In 1943 – sixty years later – the situation is quite different. The number of SP members is impressive. It had grown into a large party with a voter share of about 30 per cent, which collected many times the required signatures for its popular initiatives. Ernst Nobs was the first Social Democrat to be elected to the Federal Council in 1943 – an event long overdue.

People’s Initiative “Economic Reform and labour rights”

In 1943, the SP Switzerland collected more than 150,000 signatures for this popular initiative in the middle of the war – three times more than required at the time. The most important text from the newly planned Article 31 paragraph 1 of the then Federal Constitution were (Kölz 2004, Quellenbuch [sourcebook], p. 319):
1    “The economy is a matter for all the people.
2.    Capital shall service work, general advancement and the welfare of the people.
3.     The Confederation shall be empowered to order the measures necessary for this purpose in the structure and organisation of the national economy.
4.    The existence of citizens and their fa­milies shall be safeguarded.
5.    The right to work and its fair remuneration must be guaranteed. […]”
Cantons and economic organisations should be involved in the implementation and planning of economic processes. In the text of the popular initiative it is immediately apparent that freedom of trade and industry should be replaced in its present form as a central principle of the liberal economic order.
But the Social Democrats were not alone in their intention to reform the eco­nomy. Their most important opponent was the parliament. The National Council and the Council of States had already revised and supplemented the economic articles in the Federal Constitution before the war. Their proposal for reform was ready for a popular vote in 1943, so that the Social Democrats’ popular initiative was a counter-proposal.

Parliament’s reform proposal

The liberal core of the economic constitution in Article 31 of the Federal Constitution of 1874, consisting of freedom of trade and industry, both as an indivi­dual fundamental right and as a guiding principle for the design of the economic order, was not touched by the majority of the representatives of the people – in contrast to the SP. (Kölz 2004, Quellenbuch, [sourcebook], p. 160) In this concept, economic freedom is linked to direct democracy. A deviation from the principle of freedom is possible – but only with a referendum. This means that the people themselves determine the cornerstones of the economic order and also largely set the course for economic policy themselves. Exactly that should happen again.
_ _ _ _ _ _ _
[JOB ITEM A]: Extract every line of the entries below that contains the string "block".

[Entries excerpted from a collection]
_ _ _ _ _ _ _
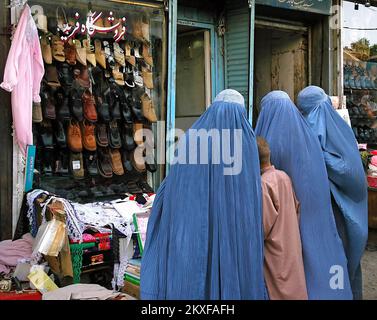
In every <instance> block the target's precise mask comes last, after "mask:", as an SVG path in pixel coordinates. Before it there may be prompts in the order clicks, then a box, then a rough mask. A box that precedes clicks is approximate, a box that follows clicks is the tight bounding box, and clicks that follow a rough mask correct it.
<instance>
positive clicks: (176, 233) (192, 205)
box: [140, 90, 265, 300]
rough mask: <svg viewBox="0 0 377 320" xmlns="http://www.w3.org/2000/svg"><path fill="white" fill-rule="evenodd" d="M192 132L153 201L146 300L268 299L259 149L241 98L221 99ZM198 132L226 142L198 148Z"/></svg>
mask: <svg viewBox="0 0 377 320" xmlns="http://www.w3.org/2000/svg"><path fill="white" fill-rule="evenodd" d="M191 129H193V130H188V131H187V132H186V134H185V135H183V136H182V137H181V139H180V141H179V143H178V146H177V148H176V153H175V154H176V157H177V159H178V161H179V162H177V163H175V164H173V165H172V166H171V169H170V173H169V175H168V176H167V177H166V179H165V180H164V181H163V183H162V185H161V186H160V188H159V190H158V192H157V195H156V199H155V201H154V205H153V209H152V213H151V217H150V219H149V223H148V230H147V239H146V245H145V251H144V253H143V257H142V264H141V283H140V290H141V298H142V299H173V300H181V299H189V300H191V299H216V300H217V299H264V297H265V287H264V278H263V228H262V213H261V184H260V171H259V159H258V149H257V145H256V139H255V135H254V132H253V130H252V128H251V125H250V124H249V122H248V120H247V118H246V110H245V107H244V102H243V98H242V96H241V95H240V94H239V93H238V92H236V91H234V90H225V91H223V92H221V93H220V94H219V95H218V96H217V97H216V99H215V102H214V103H213V104H212V105H211V106H210V107H209V108H208V109H207V110H206V112H205V113H204V114H203V115H202V116H201V117H200V118H199V119H198V120H197V121H196V122H195V123H194V125H193V126H192V127H191ZM200 129H201V130H202V131H201V132H202V133H205V132H208V131H209V130H211V129H213V130H212V131H211V134H212V135H213V136H216V132H219V135H220V138H219V139H218V140H216V138H211V139H209V140H208V141H209V143H208V148H199V145H200V142H199V141H200V140H199V139H196V138H194V133H195V132H196V131H195V130H200ZM227 132H228V133H227ZM240 137H241V138H240ZM203 140H206V139H203ZM216 141H217V142H216ZM228 142H229V143H228ZM194 146H197V149H198V152H195V149H196V148H195V147H194ZM212 147H214V148H213V150H212ZM229 147H230V150H231V156H232V157H233V156H234V157H235V158H234V159H233V160H234V161H235V162H238V163H237V164H235V163H233V164H232V161H230V158H229V157H228V156H229V150H228V149H229ZM185 152H186V154H185ZM227 155H228V156H227ZM219 157H220V159H219ZM200 158H202V161H201V162H200V163H198V164H195V160H196V162H199V160H200ZM206 158H208V163H205V162H206V161H205V160H206ZM236 158H237V159H236ZM235 159H236V160H235ZM189 160H191V161H190V162H189ZM185 162H186V163H185ZM240 165H241V166H240Z"/></svg>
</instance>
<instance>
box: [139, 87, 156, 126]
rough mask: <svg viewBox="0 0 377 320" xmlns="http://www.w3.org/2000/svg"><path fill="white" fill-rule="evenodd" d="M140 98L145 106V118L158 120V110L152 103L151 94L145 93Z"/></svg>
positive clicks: (149, 120) (154, 121) (143, 106)
mask: <svg viewBox="0 0 377 320" xmlns="http://www.w3.org/2000/svg"><path fill="white" fill-rule="evenodd" d="M140 99H141V104H142V107H143V115H144V118H146V119H148V120H149V121H150V122H157V116H156V111H155V109H154V106H153V104H152V100H151V98H149V96H148V95H147V94H146V93H144V94H143V95H142V96H141V98H140Z"/></svg>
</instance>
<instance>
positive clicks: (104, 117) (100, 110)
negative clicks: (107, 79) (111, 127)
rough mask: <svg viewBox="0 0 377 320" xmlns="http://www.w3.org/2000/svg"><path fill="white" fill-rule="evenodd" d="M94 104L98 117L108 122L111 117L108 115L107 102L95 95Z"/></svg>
mask: <svg viewBox="0 0 377 320" xmlns="http://www.w3.org/2000/svg"><path fill="white" fill-rule="evenodd" d="M96 106H97V113H98V115H99V117H100V119H101V120H102V121H103V122H106V123H107V122H110V121H111V117H110V111H109V109H110V106H109V104H108V103H107V101H106V100H105V101H104V100H103V99H102V97H100V96H97V97H96Z"/></svg>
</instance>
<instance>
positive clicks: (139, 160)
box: [130, 148, 147, 173]
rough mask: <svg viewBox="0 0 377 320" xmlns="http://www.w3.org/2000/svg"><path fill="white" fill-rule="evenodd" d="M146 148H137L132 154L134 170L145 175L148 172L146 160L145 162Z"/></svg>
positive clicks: (132, 164) (131, 159)
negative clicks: (146, 168)
mask: <svg viewBox="0 0 377 320" xmlns="http://www.w3.org/2000/svg"><path fill="white" fill-rule="evenodd" d="M143 149H144V148H136V149H134V150H133V151H132V153H131V156H130V158H131V163H132V166H133V167H134V169H135V170H136V171H137V172H140V173H144V172H146V170H147V169H146V166H145V160H144V156H143V153H144V150H143Z"/></svg>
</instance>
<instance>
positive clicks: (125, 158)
mask: <svg viewBox="0 0 377 320" xmlns="http://www.w3.org/2000/svg"><path fill="white" fill-rule="evenodd" d="M122 163H123V168H124V170H125V172H126V173H127V172H132V171H133V166H132V163H131V161H130V153H129V152H128V151H126V150H123V151H122Z"/></svg>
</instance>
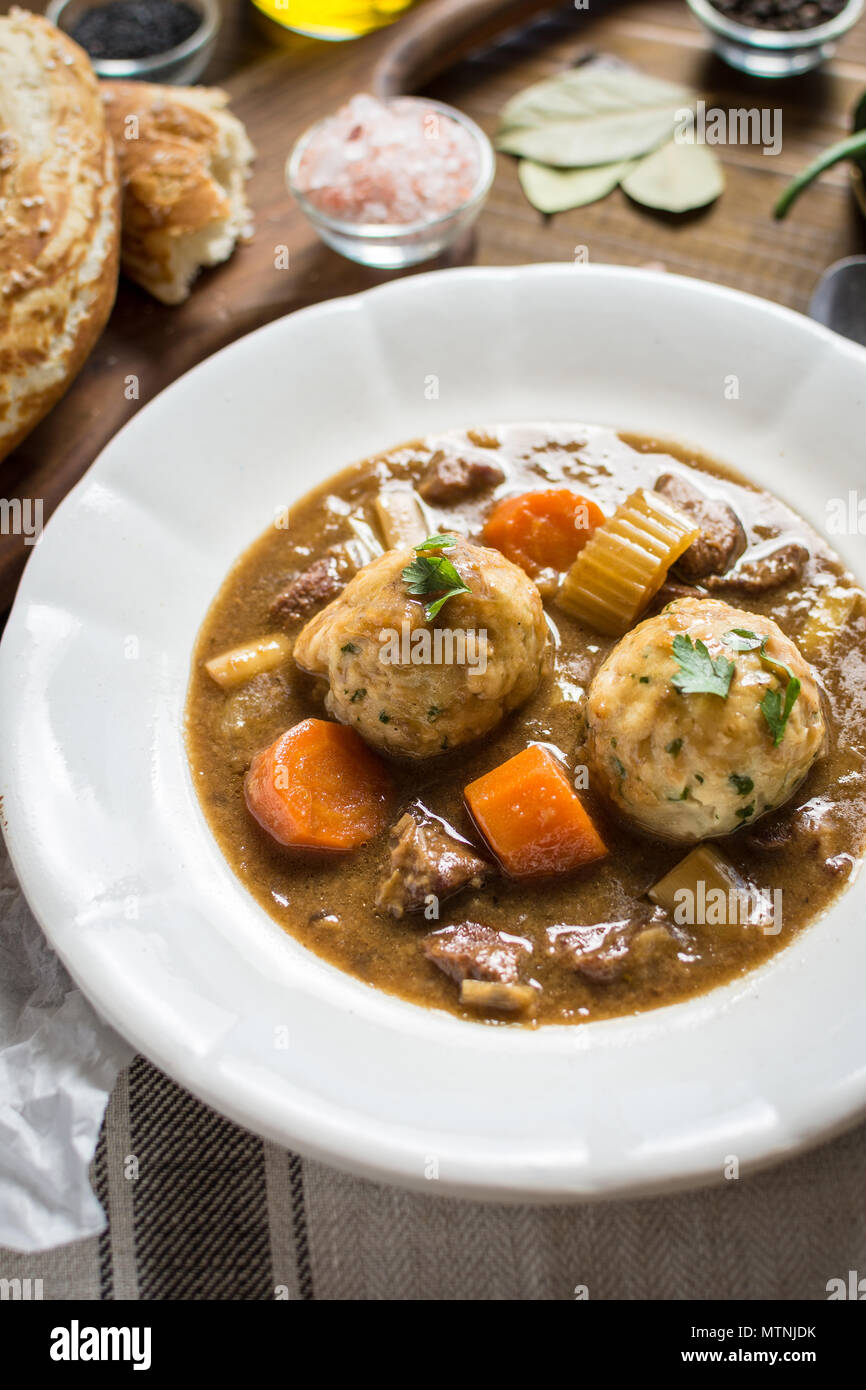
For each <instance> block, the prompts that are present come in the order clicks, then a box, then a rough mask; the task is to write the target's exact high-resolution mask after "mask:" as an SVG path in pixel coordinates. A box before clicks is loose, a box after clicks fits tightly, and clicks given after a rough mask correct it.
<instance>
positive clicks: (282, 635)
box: [204, 632, 292, 689]
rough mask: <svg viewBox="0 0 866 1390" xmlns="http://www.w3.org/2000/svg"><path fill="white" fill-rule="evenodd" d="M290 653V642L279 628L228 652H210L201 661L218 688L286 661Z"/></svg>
mask: <svg viewBox="0 0 866 1390" xmlns="http://www.w3.org/2000/svg"><path fill="white" fill-rule="evenodd" d="M291 655H292V644H291V642H289V639H288V637H284V634H282V632H271V634H270V635H268V637H260V638H257V639H256V641H254V642H245V644H243V646H235V648H234V649H232V651H231V652H221V655H220V656H211V659H210V662H206V663H204V670H206V671H207V674H209V676H210V677H211V678H213V680H214V681H215V682H217V685H221V687H222V689H232V687H235V685H240V684H242V682H243V681H249V680H252V677H253V676H260V674H261V671H272V670H275V669H277V667H278V666H282V664H284V662H288V659H289V656H291Z"/></svg>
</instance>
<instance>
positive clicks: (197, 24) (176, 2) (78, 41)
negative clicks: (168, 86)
mask: <svg viewBox="0 0 866 1390" xmlns="http://www.w3.org/2000/svg"><path fill="white" fill-rule="evenodd" d="M200 24H202V15H200V14H199V11H196V10H193V7H192V6H190V4H186V3H185V0H110V3H108V4H101V6H95V7H93V8H92V10H85V13H83V14H82V15H81V17H79V18H78V19H76V21H75V24H74V25H72V26H71V28H70V36H71V38H72V39H75V42H76V43H81V46H82V49H85V51H86V53H89V54H90V57H92V58H152V57H156V54H157V53H167V51H168V49H177V46H178V44H179V43H183V42H185V40H186V39H189V38H192V35H193V33H195V32H196V29H197V28H199V26H200Z"/></svg>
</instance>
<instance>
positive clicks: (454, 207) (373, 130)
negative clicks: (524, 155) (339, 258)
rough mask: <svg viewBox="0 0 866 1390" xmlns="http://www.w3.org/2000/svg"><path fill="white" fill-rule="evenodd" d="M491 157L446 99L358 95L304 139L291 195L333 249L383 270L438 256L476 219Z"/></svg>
mask: <svg viewBox="0 0 866 1390" xmlns="http://www.w3.org/2000/svg"><path fill="white" fill-rule="evenodd" d="M493 167H495V160H493V150H492V147H491V142H489V140H488V138H487V135H485V133H484V131H481V129H480V128H478V126H477V125H475V122H474V121H470V118H468V117H467V115H464V114H463V113H461V111H457V110H456V108H455V107H452V106H445V104H443V103H442V101H431V100H428V99H427V97H414V96H398V97H393V99H392V100H391V101H379V100H378V99H377V97H373V96H367V95H364V93H360V95H359V96H353V97H352V100H350V101H348V103H346V106H343V107H341V110H339V111H336V113H335V115H328V117H325V120H324V121H318V122H317V124H316V125H313V126H310V129H309V131H306V132H304V135H302V136H300V139H299V140H297V143H296V146H295V149H293V150H292V153H291V156H289V161H288V164H286V179H288V183H289V190H291V192H292V193H293V196H295V199H296V200H297V203H299V204H300V207H302V208H303V211H304V213H306V215H307V217H309V218H310V221H311V224H313V227H314V228H316V231H317V232H318V235H320V236H321V239H322V240H324V242H327V245H328V246H332V247H334V250H336V252H339V253H341V254H342V256H348V257H349V260H354V261H360V263H361V265H375V267H378V268H379V270H399V268H402V267H405V265H417V264H418V261H424V260H430V259H431V257H434V256H439V254H441V253H442V252H443V250H445V249H446V247H448V246H449V245H450V243H452V242H455V240H456V239H457V238H459V236H461V235H463V234H464V232H466V231H467V229H468V228H470V227H471V225H473V222H474V221H475V218H477V215H478V213H480V211H481V207H482V204H484V200H485V197H487V195H488V190H489V186H491V183H492V179H493Z"/></svg>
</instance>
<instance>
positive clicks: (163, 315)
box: [0, 0, 866, 612]
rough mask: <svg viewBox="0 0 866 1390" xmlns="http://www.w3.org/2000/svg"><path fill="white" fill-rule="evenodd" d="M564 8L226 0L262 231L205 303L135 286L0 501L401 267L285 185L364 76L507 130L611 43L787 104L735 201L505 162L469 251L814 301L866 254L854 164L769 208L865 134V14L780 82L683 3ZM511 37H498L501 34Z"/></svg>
_ _ _ _ _ _ _
[JOB ITEM B]: Output the section of the passage on the 1943 Swiss economic reform debate, starting at the words "4.    The existence" and stopping after "liberal economic order.".

[EXERCISE RESPONSE A]:
In every <instance> block the target's precise mask comes last, after "mask:", as an SVG path in pixel coordinates. Before it there may be prompts in the order clicks, then a box, then a rough mask. A box that precedes clicks is approximate, a box that follows clicks is the tight bounding box, and clicks that follow a rough mask correct it.
For each <instance> block, the prompts that are present come in the order clicks, then a box, then a rough mask; the task is to write the target's exact high-resolution mask after "mask:" as an SVG path in pixel coordinates. A box before clicks is loose, a box after clicks fits tightly, and clicks given after a rough mask correct it.

[EXERCISE RESPONSE B]:
4.    The existence of citizens and their fa­milies shall be safeguarded.
5.    The right to work and its fair remuneration must be guaranteed. […]”
Cantons and economic organisations should be involved in the implementation and planning of economic processes. In the text of the popular initiative it is immediately apparent that freedom of trade and industry should be replaced in its present form as a central principle of the liberal economic order.